AVAILABLE RECORDS Block Start
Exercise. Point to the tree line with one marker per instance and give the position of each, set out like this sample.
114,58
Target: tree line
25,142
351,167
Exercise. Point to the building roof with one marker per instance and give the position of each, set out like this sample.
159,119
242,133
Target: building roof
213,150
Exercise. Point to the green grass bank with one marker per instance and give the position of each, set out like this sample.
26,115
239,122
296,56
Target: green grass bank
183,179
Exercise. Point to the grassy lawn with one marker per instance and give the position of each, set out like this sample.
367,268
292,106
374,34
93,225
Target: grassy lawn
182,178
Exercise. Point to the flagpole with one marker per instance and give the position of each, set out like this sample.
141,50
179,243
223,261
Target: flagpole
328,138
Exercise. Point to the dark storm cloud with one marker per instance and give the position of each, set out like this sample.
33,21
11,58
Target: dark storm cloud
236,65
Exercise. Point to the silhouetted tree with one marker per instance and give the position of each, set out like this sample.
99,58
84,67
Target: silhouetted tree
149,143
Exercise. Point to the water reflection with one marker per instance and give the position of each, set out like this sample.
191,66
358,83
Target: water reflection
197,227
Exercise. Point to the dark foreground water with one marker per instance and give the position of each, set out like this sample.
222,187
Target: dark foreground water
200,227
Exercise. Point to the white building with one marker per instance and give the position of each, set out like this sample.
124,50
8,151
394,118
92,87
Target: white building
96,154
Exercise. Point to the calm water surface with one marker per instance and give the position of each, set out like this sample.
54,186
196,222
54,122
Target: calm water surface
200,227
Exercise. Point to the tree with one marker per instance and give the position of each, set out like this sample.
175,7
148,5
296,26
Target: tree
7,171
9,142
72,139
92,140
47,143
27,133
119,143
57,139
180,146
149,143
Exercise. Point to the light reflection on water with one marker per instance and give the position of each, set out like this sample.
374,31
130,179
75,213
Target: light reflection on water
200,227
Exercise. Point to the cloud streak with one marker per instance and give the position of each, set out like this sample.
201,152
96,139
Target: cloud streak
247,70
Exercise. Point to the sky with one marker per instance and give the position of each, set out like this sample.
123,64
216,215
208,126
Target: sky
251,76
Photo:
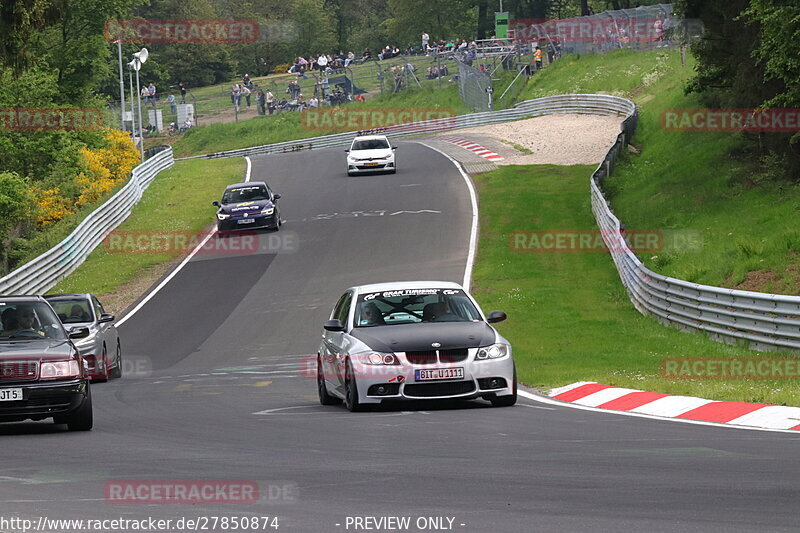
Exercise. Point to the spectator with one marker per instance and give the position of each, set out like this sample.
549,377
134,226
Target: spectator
151,91
537,58
186,125
261,102
246,92
236,95
270,99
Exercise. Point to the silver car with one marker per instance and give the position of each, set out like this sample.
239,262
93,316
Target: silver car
101,349
417,340
371,153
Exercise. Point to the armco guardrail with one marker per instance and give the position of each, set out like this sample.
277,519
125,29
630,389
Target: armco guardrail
42,273
762,321
570,103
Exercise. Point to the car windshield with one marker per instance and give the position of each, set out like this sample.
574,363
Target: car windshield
370,144
29,321
245,194
72,311
411,306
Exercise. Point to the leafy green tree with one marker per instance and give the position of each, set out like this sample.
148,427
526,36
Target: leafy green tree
16,204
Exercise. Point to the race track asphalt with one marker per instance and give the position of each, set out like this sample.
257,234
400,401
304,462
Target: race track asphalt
219,386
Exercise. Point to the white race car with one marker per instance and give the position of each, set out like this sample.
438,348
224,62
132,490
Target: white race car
413,341
371,153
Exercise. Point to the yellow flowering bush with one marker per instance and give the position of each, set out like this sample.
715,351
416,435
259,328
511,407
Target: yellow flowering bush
106,167
51,205
103,169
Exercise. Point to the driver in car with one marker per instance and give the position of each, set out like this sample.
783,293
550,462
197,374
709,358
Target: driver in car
26,322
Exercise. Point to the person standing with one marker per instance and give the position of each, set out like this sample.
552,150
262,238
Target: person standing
261,101
236,95
322,62
246,92
270,99
151,90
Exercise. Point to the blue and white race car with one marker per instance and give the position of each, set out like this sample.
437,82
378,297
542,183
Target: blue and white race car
248,205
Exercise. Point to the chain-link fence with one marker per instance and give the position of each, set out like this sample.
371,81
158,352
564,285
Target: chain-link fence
642,28
475,86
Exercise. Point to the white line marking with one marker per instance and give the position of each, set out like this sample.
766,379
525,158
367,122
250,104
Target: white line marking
181,265
473,234
550,401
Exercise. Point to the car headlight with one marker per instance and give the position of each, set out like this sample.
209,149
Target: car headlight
495,351
60,369
86,342
378,358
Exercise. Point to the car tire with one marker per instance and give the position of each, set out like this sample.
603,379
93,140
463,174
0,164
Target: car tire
104,359
508,400
325,398
117,372
351,391
82,419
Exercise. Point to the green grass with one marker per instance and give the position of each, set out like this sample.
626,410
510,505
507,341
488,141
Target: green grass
704,189
619,73
569,317
173,203
289,126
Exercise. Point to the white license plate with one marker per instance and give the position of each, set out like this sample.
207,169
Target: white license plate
10,395
433,374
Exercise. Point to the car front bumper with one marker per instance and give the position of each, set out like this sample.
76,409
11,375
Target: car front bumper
482,379
357,167
258,222
43,399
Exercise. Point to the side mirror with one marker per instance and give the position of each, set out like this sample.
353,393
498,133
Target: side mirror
78,332
333,324
496,316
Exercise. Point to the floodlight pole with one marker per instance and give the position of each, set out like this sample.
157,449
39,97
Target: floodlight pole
121,87
139,102
133,110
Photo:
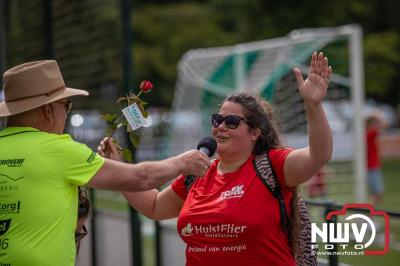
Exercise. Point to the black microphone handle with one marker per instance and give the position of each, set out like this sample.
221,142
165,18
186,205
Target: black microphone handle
190,179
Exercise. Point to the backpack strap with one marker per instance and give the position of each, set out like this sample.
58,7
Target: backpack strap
263,167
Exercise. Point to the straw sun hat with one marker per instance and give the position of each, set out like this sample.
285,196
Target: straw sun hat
33,84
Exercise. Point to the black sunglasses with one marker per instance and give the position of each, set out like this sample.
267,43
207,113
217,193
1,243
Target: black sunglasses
80,235
231,121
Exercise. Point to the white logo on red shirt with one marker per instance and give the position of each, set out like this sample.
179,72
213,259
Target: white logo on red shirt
235,192
214,230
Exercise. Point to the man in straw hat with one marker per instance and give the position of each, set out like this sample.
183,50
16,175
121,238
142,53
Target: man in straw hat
40,168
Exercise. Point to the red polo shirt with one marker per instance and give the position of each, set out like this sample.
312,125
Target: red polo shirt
233,219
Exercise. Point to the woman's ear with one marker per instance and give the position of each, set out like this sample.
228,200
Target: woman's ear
255,133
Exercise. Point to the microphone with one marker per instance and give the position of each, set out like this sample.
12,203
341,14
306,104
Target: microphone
208,146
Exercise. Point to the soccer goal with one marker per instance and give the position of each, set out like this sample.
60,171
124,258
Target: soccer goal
207,76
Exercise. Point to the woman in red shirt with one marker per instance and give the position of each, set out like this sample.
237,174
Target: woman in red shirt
228,217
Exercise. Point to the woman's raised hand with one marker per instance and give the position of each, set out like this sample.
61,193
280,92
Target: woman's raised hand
314,88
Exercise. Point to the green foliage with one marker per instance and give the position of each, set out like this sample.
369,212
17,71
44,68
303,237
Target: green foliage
382,61
86,36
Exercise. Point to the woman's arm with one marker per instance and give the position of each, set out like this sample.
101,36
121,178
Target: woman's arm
154,204
302,164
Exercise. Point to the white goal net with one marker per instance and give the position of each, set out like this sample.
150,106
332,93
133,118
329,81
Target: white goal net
207,76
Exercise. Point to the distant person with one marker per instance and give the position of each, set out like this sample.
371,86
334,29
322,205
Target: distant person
375,122
41,168
229,217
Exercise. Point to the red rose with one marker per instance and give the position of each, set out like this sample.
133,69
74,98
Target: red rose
146,86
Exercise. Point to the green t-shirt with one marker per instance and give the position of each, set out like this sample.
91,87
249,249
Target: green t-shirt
39,175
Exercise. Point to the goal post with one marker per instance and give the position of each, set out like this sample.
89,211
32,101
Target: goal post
207,76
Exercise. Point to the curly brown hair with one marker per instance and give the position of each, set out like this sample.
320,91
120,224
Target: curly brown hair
259,114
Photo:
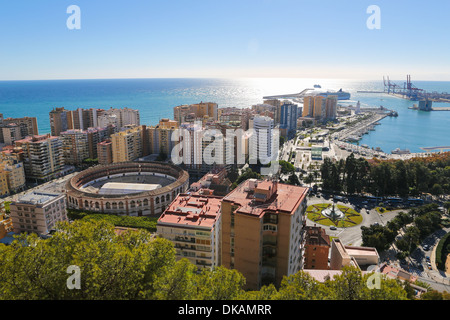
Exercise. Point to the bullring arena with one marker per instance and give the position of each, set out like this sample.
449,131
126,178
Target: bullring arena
129,188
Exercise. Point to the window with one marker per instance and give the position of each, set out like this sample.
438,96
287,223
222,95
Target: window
269,227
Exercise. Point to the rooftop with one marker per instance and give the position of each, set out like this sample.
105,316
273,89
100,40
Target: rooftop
37,197
255,197
194,210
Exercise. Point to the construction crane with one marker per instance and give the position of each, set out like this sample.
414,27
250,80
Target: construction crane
412,91
390,85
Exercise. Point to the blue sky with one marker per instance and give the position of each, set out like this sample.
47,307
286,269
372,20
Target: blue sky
211,38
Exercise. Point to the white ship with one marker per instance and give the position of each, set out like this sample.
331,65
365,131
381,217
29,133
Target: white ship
342,95
400,151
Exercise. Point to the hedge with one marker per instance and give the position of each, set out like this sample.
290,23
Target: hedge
441,251
148,223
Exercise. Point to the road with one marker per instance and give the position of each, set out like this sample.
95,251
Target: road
438,280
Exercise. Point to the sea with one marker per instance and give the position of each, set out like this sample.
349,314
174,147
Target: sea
155,99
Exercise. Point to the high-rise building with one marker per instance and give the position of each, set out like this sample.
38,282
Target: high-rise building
43,157
331,107
5,222
95,136
38,212
28,125
317,248
9,133
160,137
262,231
104,152
4,190
319,107
308,106
15,173
192,223
288,118
195,112
59,121
261,146
358,108
75,146
127,145
119,117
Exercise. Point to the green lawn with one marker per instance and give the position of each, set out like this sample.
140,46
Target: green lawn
352,218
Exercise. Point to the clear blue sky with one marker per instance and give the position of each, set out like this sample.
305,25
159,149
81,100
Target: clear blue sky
212,38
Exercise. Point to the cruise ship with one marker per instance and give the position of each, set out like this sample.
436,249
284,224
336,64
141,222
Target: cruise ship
400,151
342,95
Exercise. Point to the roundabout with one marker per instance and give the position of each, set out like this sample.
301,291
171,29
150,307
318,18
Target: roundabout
328,214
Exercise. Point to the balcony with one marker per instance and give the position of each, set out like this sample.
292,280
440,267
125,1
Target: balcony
185,239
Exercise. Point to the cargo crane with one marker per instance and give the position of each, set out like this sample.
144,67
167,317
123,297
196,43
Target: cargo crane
412,91
390,85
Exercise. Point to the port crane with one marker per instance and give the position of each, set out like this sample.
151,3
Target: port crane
390,85
412,91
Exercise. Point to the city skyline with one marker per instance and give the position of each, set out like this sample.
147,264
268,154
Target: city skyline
211,39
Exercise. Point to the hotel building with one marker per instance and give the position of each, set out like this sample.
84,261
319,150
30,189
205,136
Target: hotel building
75,146
127,145
38,212
43,157
15,173
288,119
317,248
262,231
28,125
160,137
104,152
193,112
192,223
261,147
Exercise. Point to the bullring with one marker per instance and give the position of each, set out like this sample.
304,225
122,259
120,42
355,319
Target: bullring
130,188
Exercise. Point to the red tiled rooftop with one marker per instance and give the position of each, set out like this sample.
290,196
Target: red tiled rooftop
194,210
286,199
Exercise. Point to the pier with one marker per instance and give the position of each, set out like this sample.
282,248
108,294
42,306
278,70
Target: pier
411,92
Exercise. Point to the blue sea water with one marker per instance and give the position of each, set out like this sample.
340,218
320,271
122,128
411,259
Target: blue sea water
155,99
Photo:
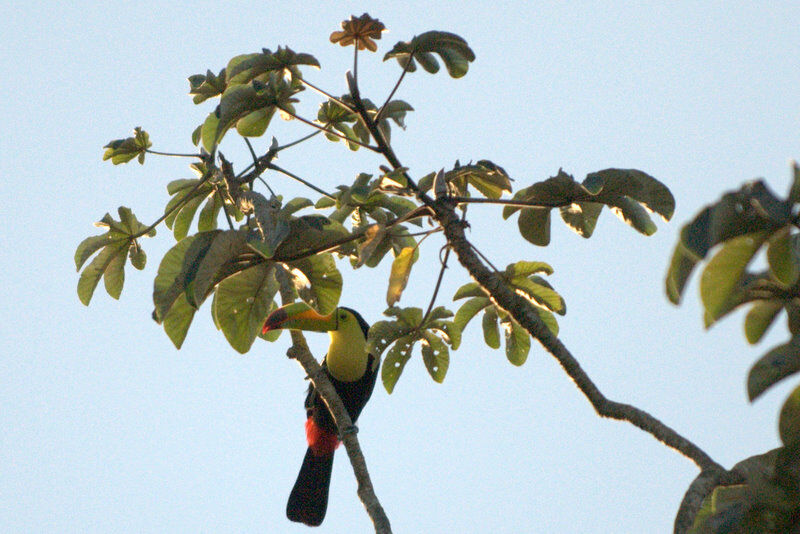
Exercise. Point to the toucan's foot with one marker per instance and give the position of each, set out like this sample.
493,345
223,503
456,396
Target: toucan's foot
352,429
AVAILABLE RECORDS Block End
[EXERCISE] Write down exactly the span of lines above from the one containing "Exercise. Point to the calm" to the one containing "Exercise. Point to the sky", both ends included.

[ANSWER TO THE EXERCISE]
Exercise. Point to the calm water surface with one marker per instance and give the position of each, set out like this sample.
54,186
196,222
54,122
Target: calm water surface
200,227
Exercise. Point to the tree with one marker per instance and give the position of each, set out like this sample.
175,7
148,5
296,26
Target: tree
7,171
9,142
72,139
92,140
47,143
27,133
119,143
57,139
180,146
149,143
Exercise. Point to the light reflection on water with one marker per instance and give the position of each, set out like this sample.
374,31
130,179
75,213
Target: light reflection on water
200,227
Exercise. Point to the cloud streak with one marker per instance and give the position of each, set out like this sample.
201,152
96,139
Target: cloud streak
247,70
Exercise. Point to the sky with one marker per instance and give the position of each, set out like this sample.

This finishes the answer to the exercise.